Aim
How many lines in the rows below contain the string "cage"? Reply with the number alone.

Information provided
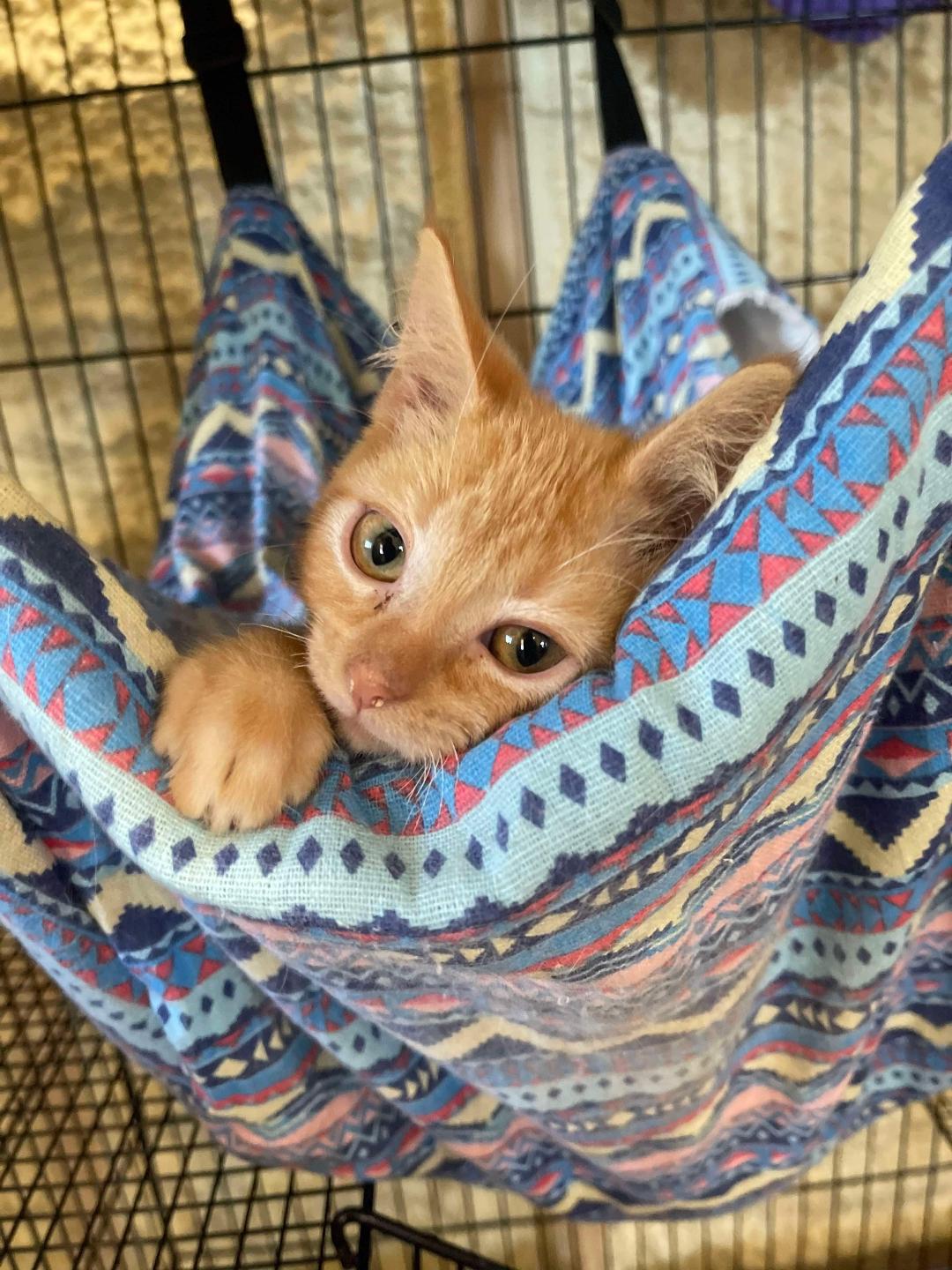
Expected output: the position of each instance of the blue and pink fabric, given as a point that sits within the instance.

* * *

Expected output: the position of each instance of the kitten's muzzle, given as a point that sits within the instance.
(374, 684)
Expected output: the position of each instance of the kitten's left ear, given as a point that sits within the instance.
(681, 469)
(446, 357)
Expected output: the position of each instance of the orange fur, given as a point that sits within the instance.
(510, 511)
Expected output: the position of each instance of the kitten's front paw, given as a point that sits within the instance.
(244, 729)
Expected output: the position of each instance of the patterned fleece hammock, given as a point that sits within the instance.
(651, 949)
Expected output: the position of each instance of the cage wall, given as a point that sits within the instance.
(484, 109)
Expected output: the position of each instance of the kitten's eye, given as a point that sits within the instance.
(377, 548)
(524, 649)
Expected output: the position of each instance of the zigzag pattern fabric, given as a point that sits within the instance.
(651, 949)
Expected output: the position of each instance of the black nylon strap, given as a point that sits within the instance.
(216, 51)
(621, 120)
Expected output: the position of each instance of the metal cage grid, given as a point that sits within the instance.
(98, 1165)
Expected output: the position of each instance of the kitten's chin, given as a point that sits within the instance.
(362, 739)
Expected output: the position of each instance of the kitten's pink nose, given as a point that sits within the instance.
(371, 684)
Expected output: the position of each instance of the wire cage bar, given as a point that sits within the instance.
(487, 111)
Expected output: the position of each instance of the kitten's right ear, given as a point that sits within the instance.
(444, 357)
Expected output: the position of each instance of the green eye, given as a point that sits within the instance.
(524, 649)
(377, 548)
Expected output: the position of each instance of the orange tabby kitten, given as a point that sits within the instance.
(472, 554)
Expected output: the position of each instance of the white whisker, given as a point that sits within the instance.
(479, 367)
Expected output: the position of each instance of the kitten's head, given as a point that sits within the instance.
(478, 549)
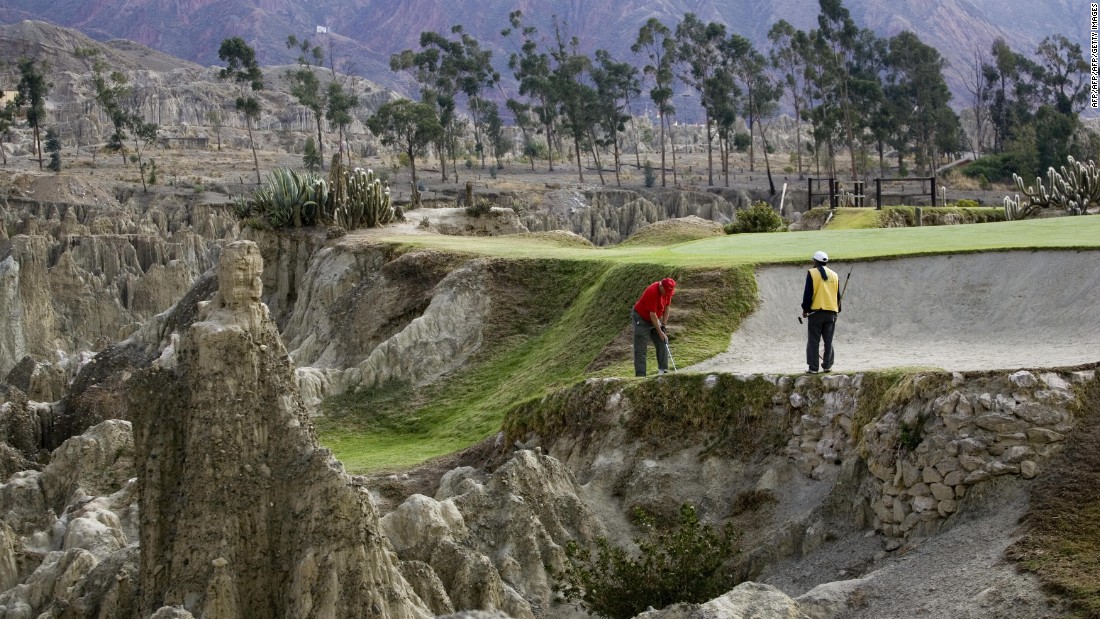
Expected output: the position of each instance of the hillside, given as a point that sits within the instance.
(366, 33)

Exercise response
3